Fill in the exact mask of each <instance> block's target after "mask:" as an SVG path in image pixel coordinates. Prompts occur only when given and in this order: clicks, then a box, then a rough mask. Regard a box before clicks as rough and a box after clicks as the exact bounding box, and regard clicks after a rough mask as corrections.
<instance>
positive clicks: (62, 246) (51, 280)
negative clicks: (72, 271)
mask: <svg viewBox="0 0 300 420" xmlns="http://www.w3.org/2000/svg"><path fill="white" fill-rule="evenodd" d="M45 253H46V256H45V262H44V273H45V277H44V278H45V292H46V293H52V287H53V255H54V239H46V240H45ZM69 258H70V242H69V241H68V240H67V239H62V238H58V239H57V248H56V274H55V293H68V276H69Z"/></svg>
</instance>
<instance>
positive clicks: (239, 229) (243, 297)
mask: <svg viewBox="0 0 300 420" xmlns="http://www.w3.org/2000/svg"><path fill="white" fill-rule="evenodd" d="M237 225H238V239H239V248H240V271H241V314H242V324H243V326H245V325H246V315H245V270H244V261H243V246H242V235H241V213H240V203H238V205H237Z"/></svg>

•••

### WORK TASK
Rewrite the lines above, replacing "positive clicks" with "foreground clicks" and leaving everything else unchanged.

### EXERCISE RESPONSE
Fill in the exact mask of each <instance> block's target after "mask:" as an SVG path in image pixel coordinates. Prompts occur only when given and in this order: clicks, then a box, then a rough mask. Regard a box before clicks as rough and a box after clicks as the exact bounding box, and regard clicks after a rough mask as corrections.
<instance>
foreground clicks: (62, 246) (51, 280)
negative clicks: (72, 271)
mask: <svg viewBox="0 0 300 420" xmlns="http://www.w3.org/2000/svg"><path fill="white" fill-rule="evenodd" d="M45 253H46V256H45V262H44V273H45V277H44V278H45V292H46V293H52V287H53V255H54V239H46V240H45ZM69 258H70V242H69V241H68V240H67V239H62V238H58V239H57V248H56V274H55V293H68V276H69Z"/></svg>
</instance>
<instance>
foreground clicks: (239, 229) (243, 297)
mask: <svg viewBox="0 0 300 420" xmlns="http://www.w3.org/2000/svg"><path fill="white" fill-rule="evenodd" d="M237 225H238V239H239V248H240V271H241V314H242V324H243V326H245V325H246V315H245V270H244V261H243V246H242V235H241V213H240V203H238V205H237Z"/></svg>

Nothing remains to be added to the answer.